**Blocco di testo**

Consapevole di essere parte della nuova classe dirigente, Giolitti non aspira a diventare un politico. A lungo si considererà un intellettuale prestato alla politica. Il diario è anche il ritratto di questo lato della sua per-sonalità e delle sue letture, dall’amatissima Anna Karenina a Dante, da Racine a Camus, da Flaubert ai pensatori francesi. Il filo che tiene unito tutto questo – e che finirà per prevalere – è però la crescente consapevolezza della responsabilità che gli deriva dalla scelta fatta l’8 settembre di tornare sulle «sue» montagne, tra la «sua» gente, e dare avvio alla Resistenza. È in questi mesi, sia quelli dell’azione che quelli dell’immobilità e della riflessione, che nasce il futuro dirigente, con quella tensione morale che in lui, come in altre personalità che vivono la scelta dell’impegno politico come conseguenza della constatazione dei guasti morali del paese provocati dal fascismo e dalla guerra, ancora ci sorprende.

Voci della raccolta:
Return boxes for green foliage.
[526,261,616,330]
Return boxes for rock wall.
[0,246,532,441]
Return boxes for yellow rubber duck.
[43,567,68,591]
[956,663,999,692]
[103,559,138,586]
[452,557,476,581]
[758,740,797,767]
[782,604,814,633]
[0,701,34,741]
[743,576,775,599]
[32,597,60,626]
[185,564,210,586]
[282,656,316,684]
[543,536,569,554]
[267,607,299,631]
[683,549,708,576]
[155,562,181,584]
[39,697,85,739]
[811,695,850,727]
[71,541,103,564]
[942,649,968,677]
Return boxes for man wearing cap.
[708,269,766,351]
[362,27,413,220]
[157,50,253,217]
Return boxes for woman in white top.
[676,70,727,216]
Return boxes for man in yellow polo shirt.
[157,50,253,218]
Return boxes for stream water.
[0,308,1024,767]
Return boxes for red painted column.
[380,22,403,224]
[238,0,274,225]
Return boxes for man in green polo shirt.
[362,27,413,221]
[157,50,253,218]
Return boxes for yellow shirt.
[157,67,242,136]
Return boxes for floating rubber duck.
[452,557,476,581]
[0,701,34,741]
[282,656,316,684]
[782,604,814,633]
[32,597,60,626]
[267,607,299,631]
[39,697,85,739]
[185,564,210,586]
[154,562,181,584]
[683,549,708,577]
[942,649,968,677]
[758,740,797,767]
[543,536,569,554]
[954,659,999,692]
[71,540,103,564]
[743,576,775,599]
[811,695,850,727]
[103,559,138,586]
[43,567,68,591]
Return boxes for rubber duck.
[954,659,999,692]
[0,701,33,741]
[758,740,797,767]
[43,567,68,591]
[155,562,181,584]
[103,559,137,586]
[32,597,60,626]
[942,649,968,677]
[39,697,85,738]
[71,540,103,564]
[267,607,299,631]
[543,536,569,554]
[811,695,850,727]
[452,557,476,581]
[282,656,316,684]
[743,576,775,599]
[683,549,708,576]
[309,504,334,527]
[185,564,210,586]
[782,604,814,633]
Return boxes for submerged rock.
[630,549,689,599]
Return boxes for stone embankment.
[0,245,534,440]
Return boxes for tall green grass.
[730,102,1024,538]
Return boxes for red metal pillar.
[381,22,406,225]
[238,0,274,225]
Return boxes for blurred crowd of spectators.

**Esercizio scritto A**
Rispondi a queste domande sul brano dedicato al diario di Giolitti:
(i) Quale opera letteraria il brano indica come «amatissima»?
(ii) In quale data Giolitti scelse di tornare sulle «sue» montagne?
(iii) Per quanto tempo e in che modo Giolitti si considererà, secondo il brano?
**Esercizio scritto B**
Procedi con il brano sul diario di Giolitti, scrivendo il seguito dopo la sua ultima frase.

**Risultato esercizio A**
(i) Anna Karenina.
(ii) L'8 settembre.
(iii) A lungo si considererà un intellettuale prestato alla politica.

**Risultato esercizio B**
«Per costruire la pace, occorre anzitutto rieducare gli uomini – in gran parte abbrutiti dalla guerra – alla responsabilità e alla dignità della condizione umana».
Antonio Giolitti (1915-2010), antifascista e partigiano, fu deputato alla Costituente e nelle due prime legislature repubblicane per il Pci. Nel 1957, dopo l’invasione sovietica dell’Ungheria, aderì al Psi, partito per il quale fu deputato dal 1958 al 1979. Sostenitore del centrosinistra, fu più volte ministro nei governi Moro, Rumor e Colombo. Dal 1977 al 1985 ha ricoperto il ruolo di commissario europeo alla politica regionale e al coordinamento dei fondi europei. Lasciato il Psi, nel 1987 è stato eletto senatore come indipendente nelle liste del Pci e nel 1992 si è ritirato dalla politica attiva.
"Di guerra e di pace"
Diario partigiano (1944-45)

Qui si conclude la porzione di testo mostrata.